↓

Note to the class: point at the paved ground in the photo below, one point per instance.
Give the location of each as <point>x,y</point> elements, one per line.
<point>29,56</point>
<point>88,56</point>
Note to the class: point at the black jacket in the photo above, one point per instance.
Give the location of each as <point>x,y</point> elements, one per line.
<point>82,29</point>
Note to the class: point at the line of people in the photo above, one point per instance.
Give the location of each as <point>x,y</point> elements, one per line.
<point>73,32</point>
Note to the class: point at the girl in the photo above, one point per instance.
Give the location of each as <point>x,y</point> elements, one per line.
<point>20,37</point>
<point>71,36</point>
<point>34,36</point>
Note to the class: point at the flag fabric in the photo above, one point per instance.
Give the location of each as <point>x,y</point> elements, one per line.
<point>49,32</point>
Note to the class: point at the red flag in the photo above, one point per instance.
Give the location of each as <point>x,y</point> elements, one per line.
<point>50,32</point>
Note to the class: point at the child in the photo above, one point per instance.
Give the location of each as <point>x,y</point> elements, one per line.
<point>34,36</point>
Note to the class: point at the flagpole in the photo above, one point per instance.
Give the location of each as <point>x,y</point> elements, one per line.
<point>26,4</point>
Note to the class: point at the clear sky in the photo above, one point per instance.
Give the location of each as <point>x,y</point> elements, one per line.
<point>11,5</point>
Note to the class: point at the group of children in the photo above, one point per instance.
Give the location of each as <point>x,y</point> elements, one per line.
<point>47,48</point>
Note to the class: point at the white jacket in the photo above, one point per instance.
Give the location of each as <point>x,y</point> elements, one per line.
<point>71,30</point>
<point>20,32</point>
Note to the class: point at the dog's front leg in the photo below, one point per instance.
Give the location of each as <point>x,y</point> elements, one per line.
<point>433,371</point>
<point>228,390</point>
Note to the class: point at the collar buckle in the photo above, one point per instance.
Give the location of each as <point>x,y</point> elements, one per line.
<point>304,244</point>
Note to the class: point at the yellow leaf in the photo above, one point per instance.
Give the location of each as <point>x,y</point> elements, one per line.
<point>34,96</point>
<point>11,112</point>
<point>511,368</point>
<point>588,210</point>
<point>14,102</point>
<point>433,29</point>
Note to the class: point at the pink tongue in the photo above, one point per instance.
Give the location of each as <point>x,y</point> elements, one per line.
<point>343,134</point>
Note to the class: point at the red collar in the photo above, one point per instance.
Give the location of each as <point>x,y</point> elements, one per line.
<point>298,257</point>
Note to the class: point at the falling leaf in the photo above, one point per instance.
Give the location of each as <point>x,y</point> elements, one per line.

↑

*PROBLEM:* Output every line of the items above as a Markdown table with the columns Row and Text, numbering the rows in order and leaving out blank lines.

*CORRECT OUTPUT:*
| Row | Text |
|---|---|
| 1 | Note to the class: point at the paved ground in the photo below, one point per instance. |
| 2 | Give the location of each as <point>x,y</point> elements, one per line. |
| 3 | <point>29,56</point> |
| 4 | <point>88,56</point> |
| 5 | Note to the class: point at the black jacket in the photo above, one point per instance. |
| 6 | Give the location of each as <point>x,y</point> elements, one per line. |
| 7 | <point>82,29</point> |
| 8 | Note to the class: point at the line of people in the photo above, one point per instance. |
| 9 | Give the location of each as <point>x,y</point> elements, one per line. |
| 10 | <point>73,32</point> |
| 11 | Note to the class: point at the girl in the photo above, one point per instance. |
| 12 | Give the location of each as <point>x,y</point> elements, one per line. |
| 13 | <point>20,37</point> |
| 14 | <point>71,36</point> |
| 15 | <point>34,36</point> |
| 16 | Note to the class: point at the flag fabric in the photo above, one point per instance. |
| 17 | Give the location of each as <point>x,y</point> elements, one per line. |
| 18 | <point>49,32</point> |
| 19 | Note to the class: point at the red flag in the photo above, one point per instance. |
| 20 | Give the location of each as <point>x,y</point> elements, one per line. |
| 21 | <point>50,32</point> |
| 22 | Note to the class: point at the child in the photo above, one point per instance. |
| 23 | Give the location of each as <point>x,y</point> elements, one per line. |
| 24 | <point>34,36</point> |
| 25 | Note to the class: point at the flagpole in the photo above, one point per instance. |
| 26 | Give the location of each as <point>x,y</point> elements, one per line. |
| 27 | <point>26,4</point> |
| 28 | Note to the class: point at the clear sky in the photo above, one point per instance. |
| 29 | Give the location of each as <point>x,y</point> elements, one per line. |
| 30 | <point>11,5</point> |
| 31 | Note to the class: point at the group of children in the photo above, one point per instance. |
| 32 | Give the location of each as <point>x,y</point> elements, one per line. |
| 33 | <point>47,48</point> |
| 34 | Note to the class: point at the white jacket in the photo above, one point per instance. |
| 35 | Give the location of each as <point>x,y</point> elements, one per line. |
| 36 | <point>71,30</point> |
| 37 | <point>20,32</point> |
| 38 | Note to the class: point at the dog's front leg in the photo below, one point per instance. |
| 39 | Give the location of each as <point>x,y</point> elements, one per line. |
| 40 | <point>433,371</point> |
| 41 | <point>228,390</point> |
| 42 | Note to the class: point at the collar buckle in the photo above, one point per instance. |
| 43 | Give the location of each as <point>x,y</point> elements, one per line. |
| 44 | <point>304,244</point> |
| 45 | Note to the class: point at the yellow leaf in the photo above, one point per instance. |
| 46 | Give the location of each as <point>x,y</point> elements, one per line. |
| 47 | <point>34,96</point> |
| 48 | <point>11,112</point> |
| 49 | <point>511,368</point> |
| 50 | <point>588,210</point> |
| 51 | <point>14,102</point> |
| 52 | <point>433,29</point> |
| 53 | Note to the class: point at the pink tongue in the photo above, one point per instance. |
| 54 | Give the location of each as <point>x,y</point> elements, one per line. |
| 55 | <point>343,134</point> |
| 56 | Note to the class: point at the red collar in the photo above, one point per instance. |
| 57 | Give the location of each as <point>x,y</point> elements, one per line. |
| 58 | <point>298,257</point> |
| 59 | Note to the class: point at the falling leaf in the photo above, one point per instance. |
| 60 | Give the location of each as <point>x,y</point> elements, one per line. |